'''
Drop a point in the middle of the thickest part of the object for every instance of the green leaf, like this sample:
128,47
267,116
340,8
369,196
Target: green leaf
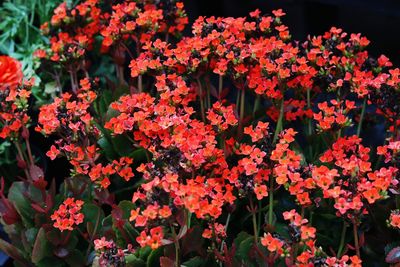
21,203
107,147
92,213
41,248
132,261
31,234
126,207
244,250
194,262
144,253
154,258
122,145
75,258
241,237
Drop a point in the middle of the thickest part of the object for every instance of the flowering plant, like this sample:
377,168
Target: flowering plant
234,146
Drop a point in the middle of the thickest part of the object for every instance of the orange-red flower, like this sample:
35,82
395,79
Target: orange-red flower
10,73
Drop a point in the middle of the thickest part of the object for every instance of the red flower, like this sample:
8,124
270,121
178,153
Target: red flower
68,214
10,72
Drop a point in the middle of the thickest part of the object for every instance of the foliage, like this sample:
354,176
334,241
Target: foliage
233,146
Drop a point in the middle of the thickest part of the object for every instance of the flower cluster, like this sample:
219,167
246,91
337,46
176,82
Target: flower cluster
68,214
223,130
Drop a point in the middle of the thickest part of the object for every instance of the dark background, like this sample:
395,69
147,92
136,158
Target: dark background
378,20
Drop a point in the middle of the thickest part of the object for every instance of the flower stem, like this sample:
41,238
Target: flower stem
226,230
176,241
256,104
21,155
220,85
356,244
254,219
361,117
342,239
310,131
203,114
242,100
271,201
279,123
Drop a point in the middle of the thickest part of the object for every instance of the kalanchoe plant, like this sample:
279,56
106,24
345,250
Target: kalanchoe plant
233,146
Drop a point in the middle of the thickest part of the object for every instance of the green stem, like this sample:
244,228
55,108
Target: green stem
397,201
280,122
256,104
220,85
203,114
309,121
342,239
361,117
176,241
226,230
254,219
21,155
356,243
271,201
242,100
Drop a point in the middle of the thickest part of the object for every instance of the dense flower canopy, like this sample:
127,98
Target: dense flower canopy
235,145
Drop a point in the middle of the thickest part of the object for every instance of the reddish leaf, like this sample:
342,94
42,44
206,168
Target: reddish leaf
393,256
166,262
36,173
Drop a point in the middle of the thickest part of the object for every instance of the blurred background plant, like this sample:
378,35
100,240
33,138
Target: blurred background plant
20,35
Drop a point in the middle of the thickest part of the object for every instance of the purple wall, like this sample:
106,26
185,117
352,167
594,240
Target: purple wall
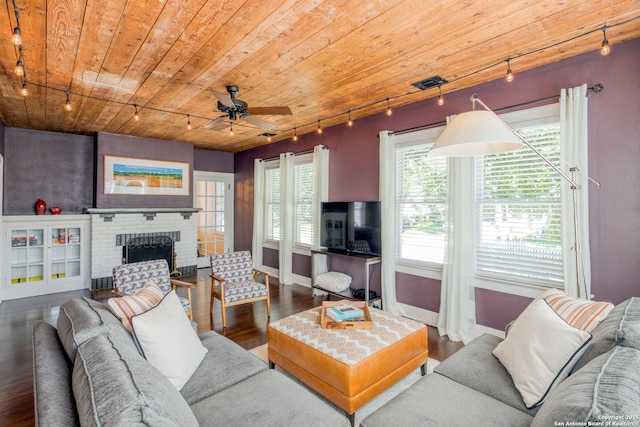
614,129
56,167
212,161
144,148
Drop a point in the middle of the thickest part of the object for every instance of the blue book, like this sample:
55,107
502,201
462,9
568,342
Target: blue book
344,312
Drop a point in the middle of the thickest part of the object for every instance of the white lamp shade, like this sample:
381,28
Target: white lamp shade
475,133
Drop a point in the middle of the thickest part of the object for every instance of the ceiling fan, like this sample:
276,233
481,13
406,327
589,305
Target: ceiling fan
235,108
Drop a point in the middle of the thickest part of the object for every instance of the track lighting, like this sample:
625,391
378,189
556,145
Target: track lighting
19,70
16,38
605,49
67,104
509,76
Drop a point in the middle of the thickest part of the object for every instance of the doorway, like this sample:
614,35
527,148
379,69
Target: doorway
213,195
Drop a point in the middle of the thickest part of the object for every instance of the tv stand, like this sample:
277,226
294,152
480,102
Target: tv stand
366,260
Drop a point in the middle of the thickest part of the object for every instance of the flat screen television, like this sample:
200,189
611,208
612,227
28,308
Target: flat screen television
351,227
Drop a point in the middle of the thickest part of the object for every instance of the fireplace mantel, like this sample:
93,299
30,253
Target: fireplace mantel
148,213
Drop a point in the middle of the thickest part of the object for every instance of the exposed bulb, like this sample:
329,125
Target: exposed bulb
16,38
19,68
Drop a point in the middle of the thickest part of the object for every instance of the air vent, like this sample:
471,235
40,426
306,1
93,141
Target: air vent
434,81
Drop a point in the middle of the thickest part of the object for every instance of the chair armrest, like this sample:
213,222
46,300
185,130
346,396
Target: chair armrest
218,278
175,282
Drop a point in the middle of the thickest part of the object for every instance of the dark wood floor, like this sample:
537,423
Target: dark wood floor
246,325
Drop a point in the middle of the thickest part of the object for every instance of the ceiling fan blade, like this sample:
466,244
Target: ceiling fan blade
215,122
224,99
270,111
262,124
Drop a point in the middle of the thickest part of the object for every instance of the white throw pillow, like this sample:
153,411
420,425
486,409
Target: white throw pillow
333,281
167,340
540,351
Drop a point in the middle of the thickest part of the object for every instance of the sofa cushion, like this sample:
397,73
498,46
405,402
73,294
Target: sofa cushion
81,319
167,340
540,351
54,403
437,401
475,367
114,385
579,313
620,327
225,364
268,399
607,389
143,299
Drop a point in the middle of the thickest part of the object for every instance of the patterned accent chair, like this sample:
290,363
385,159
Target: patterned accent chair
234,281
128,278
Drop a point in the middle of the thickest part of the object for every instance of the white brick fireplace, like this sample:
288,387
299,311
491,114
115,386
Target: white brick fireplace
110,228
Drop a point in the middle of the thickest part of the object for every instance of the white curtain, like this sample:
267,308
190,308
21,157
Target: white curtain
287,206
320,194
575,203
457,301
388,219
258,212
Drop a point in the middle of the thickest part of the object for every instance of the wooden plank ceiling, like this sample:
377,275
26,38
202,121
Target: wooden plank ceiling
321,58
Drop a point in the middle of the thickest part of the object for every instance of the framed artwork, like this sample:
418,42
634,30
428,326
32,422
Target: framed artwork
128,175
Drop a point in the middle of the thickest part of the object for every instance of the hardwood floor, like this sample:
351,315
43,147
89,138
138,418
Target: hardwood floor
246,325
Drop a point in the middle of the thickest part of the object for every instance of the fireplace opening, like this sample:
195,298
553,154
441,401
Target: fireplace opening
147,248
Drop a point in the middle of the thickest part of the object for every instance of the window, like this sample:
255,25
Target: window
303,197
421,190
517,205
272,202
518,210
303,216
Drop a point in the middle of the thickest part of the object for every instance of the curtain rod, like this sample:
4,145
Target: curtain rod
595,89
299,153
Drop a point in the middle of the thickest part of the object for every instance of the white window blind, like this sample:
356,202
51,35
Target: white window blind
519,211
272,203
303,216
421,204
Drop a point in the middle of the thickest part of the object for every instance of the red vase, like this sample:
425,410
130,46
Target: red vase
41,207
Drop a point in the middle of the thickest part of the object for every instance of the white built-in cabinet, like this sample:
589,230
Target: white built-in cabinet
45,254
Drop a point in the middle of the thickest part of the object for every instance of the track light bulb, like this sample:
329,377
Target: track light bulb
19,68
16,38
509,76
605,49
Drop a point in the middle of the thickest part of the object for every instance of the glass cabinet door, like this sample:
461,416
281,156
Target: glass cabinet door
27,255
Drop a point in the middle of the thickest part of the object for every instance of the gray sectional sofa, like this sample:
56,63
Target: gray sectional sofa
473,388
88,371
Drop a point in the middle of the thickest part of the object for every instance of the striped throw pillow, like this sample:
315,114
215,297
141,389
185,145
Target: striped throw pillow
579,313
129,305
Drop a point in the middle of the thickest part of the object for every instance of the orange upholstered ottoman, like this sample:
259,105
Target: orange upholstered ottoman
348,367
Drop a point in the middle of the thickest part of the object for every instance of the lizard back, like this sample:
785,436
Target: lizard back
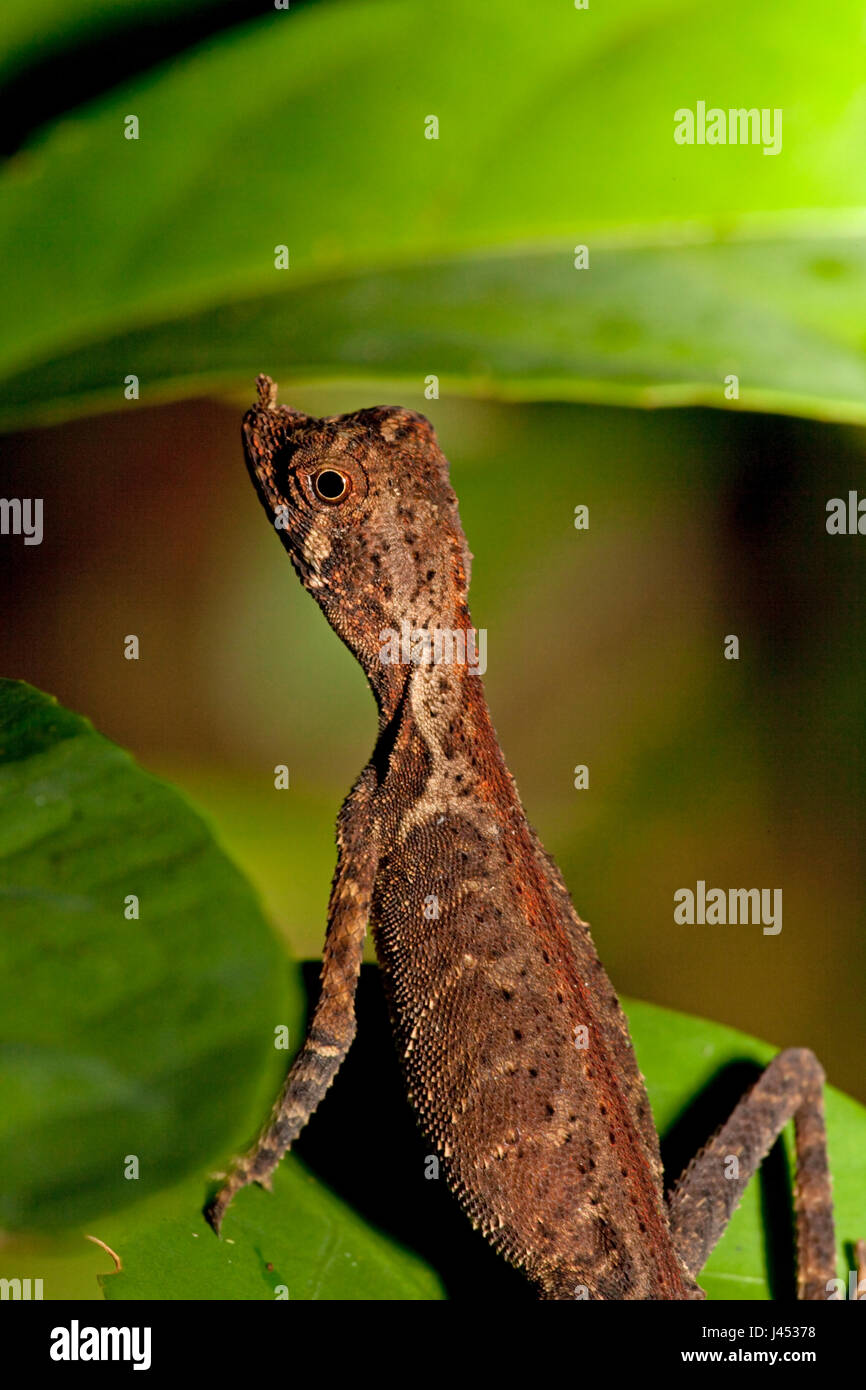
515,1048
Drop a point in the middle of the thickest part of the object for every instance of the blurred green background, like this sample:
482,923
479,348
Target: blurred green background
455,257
'''
Exact duplicates of all the entries are required, and no image may appear in them.

Drop a point in the middle of the thickest part of the object for every instance of the green leaf, like this sample:
128,47
267,116
340,8
369,196
Target: green leaf
21,203
107,147
92,213
41,248
132,261
31,234
126,207
244,250
194,262
144,253
154,258
122,145
75,258
241,237
Drop a point in the middle of the thickest part of the object for every instance of the flowering plant, like this sample:
377,168
Target: flowering plant
234,146
Drop a point in the middle of the thickest part of the object for every instance of the orange-red flower, like this sample:
35,82
395,79
Target: orange-red flower
10,73
Drop a point in the middle of the thickest part of the object for every instance of the red flower, like this sample:
8,124
270,121
178,153
Target: red flower
68,214
10,72
Drop a point in the middle of the thickest part of the object for every instance of the foliage, like this sample:
354,176
334,241
Target: foliage
233,146
Drop a point in the middle of the thickest part of the object for every instance of the flower cluster, like this sample:
219,167
246,91
337,46
176,82
Target: flower cluster
68,214
223,130
Drop a point in the middle of the thickest part of the object for every instance of the dark background, like this sample:
395,69
147,92
136,158
Target: dark background
378,20
Drop a point in the middle of the thickest part of the object for every instance of the flower stem, like this sample:
41,238
Target: flower stem
226,230
176,241
256,104
21,155
220,85
356,244
254,219
361,117
342,239
310,131
203,114
242,100
271,201
279,123
Drop a point in the middle of the thickest part of the object for every instance of the kalanchoe plant, like this sample:
279,56
106,24
345,250
Target: kalanchoe plant
233,146
Drop a point in the middle of the thickest part of the object for every instance of the green stem, like this sample:
244,228
55,108
Target: green stem
397,201
280,122
256,104
220,85
203,114
309,121
342,239
361,117
176,241
226,230
254,219
21,155
356,243
271,201
242,100
Drop a point in the middle of the thickest part of the object for every instance of the dense flower canopy, like this sample:
127,98
Target: dense flower canopy
235,145
Drop a point in the middle of the thickest part of the object for every instance of the reddish leaf, like this sample:
342,94
42,44
206,168
Target: reddish leaf
393,256
166,262
36,173
Drop a point in the middle of the thickest part of the object for every instance of the blurred background plant, like this sample:
378,35
100,240
33,138
Target: blurred background plant
20,35
Drop a point in the middle of the thickest part of the object for every instance of the purple wall, like this sample:
106,26
185,117
352,167
594,240
Target: purple wall
614,129
56,167
212,161
144,148
Drop a point in the middle of the thickest part of the object for every instance of the blue book, like this sample:
55,107
502,201
462,9
568,342
Target: blue book
344,312
Drop a point in the middle of the thickest part of the object for every instance of the white lamp shade, like this sample:
381,28
Target: white lamp shade
475,133
Drop a point in the middle of the thickest part of the object for every instance of the ceiling fan, like this sample:
276,233
481,13
406,327
589,305
Target: ceiling fan
235,108
Drop a point in the middle of the thickest part of the object for every instance of the track lighting, like this sample:
625,391
378,189
556,145
Target: track lighting
19,70
16,38
605,49
67,104
509,76
Drop a point in the middle of the thickest part of the object for every instance of the doorway, like this sample:
614,35
527,148
379,69
Target: doorway
213,195
Drop a point in the middle of the thickest part of the object for every instance of the tv stand, like this sample:
277,226
294,152
480,102
Target: tv stand
366,260
Drop a point in the middle of the thickest part of the object for every instance of the flat screen television, like this sample:
200,189
611,208
612,227
28,308
Target: flat screen television
351,227
Drop a point in the middle of the thickest part of the object for every instance of the fireplace mantel, like this sample:
93,299
30,253
Target: fireplace mantel
148,213
Drop a point in the middle of the thickest part of the object for every instance of the exposed bulb, like this sample:
329,125
Target: exposed bulb
16,38
19,68
Drop a point in the middle of the thickest part of the object for every instance of the air vent, like this sample:
471,235
40,426
306,1
93,141
Target: air vent
434,81
Drop a point in the middle of the thickest part of the object for every instance of the chair armrest, like this sample:
213,222
46,300
185,130
346,396
Target: chair armrest
218,278
175,282
Drop a point in the middle of the thickest part of the object for every instance of the dark wood floor, like this sample:
537,423
Target: dark wood floor
246,325
Drop a point in the middle of the thickest part of the object for every instance of the ceiling fan blade, like this sample:
466,244
Target: ceiling fan blade
215,122
224,99
270,111
262,124
Drop a point in the middle of the thickest part of the object for every instance of the white throw pillow, like this sample:
153,411
420,425
486,409
Target: white throw pillow
333,281
167,340
540,351
Drop a point in the middle of the thickest part of the object for every instance of the sofa cushion, like this sample:
397,73
498,46
405,402
73,294
Target: sofa cushion
81,319
167,340
540,351
54,403
437,401
475,367
114,385
579,313
620,327
225,364
268,399
607,389
143,299
Drop a point in the middle of the thickest part of the object for every instance of the patterned accent chair, like this sample:
290,363
385,159
Target: patterned accent chair
234,281
128,278
Drop a point in the middle of the thickest part of the object for every instance of the white brick fireplace, like this sample:
288,387
299,311
491,114
115,386
Target: white brick fireplace
110,228
Drop a point in the middle of the thickest part of the object for every instance of the white curtain, like this sample:
267,308
190,308
21,157
Target: white curtain
287,206
320,194
575,203
457,301
388,219
258,212
Drop a point in the middle of the thickest part of the object for every instance of the wooden plank ceiling, like this sample:
377,275
26,38
202,121
Target: wooden plank ceiling
321,58
Drop a point in the middle of the thickest part of the object for every instance of the framed artwork, like this sample:
418,42
634,30
428,326
32,422
Target: framed artwork
128,175
Drop a point in the middle of the thickest part of the object for every instance of the hardwood floor, like this sample:
351,315
43,147
89,138
138,418
Target: hardwood floor
246,325
Drop a point in the middle of the thickest part of the object for every instance of the fireplace opening, like this sample:
195,298
553,154
441,401
Target: fireplace opening
147,248
Drop a point in the middle of the thickest part of the object for every instance of the window, like this sample:
255,25
Target: window
303,197
421,190
517,205
272,202
518,210
303,216
Drop a point in the middle of the thickest part of the object for every instance of the curtain rod, like this sample:
4,145
Target: curtain rod
595,89
299,153
Drop a point in the middle of the thickest part of the object for every instance of the white window blind, like this sample:
356,202
51,35
Target: white window blind
519,211
272,203
303,216
421,204
Drop a point in the middle of the thickest part of the object for every instance of the red vase, like this sample:
425,410
130,46
Target: red vase
41,207
Drop a point in the middle of the thickest part of the object for every instance of the white built-in cabinet, like this sample:
589,230
Target: white built-in cabinet
45,254
Drop a point in the middle of the thickest part of the object for every instance of the track light bulb, like this sample:
329,377
Target: track light bulb
19,68
16,38
509,76
605,49
Drop a point in the middle of the thickest part of the object for every instance of the glass cabinet door, like this sample:
461,416
281,156
Target: glass cabinet door
27,255
Drop a point in the middle of the thickest part of the object for every instance of the gray sectional sofa, like this sample:
56,63
Target: gray sectional sofa
473,388
88,371
Drop a point in the middle of the thickest part of the object for every instance of the striped throw pillow, like this sample:
315,114
215,297
141,389
185,145
Target: striped throw pillow
579,313
129,305
Drop a point in the middle of the thickest part of the object for every instance of the orange upholstered ottoman, like this sample:
259,105
Target: orange upholstered ottoman
348,367
Drop a point in the middle of the thickest part of the object for every instance of the lizard back, like this sample:
785,436
Target: lizard back
515,1048
Drop a point in the middle of the thickest part of the object for every instance of the blurred green background, like this sample:
482,923
479,348
Target: blurred green background
455,257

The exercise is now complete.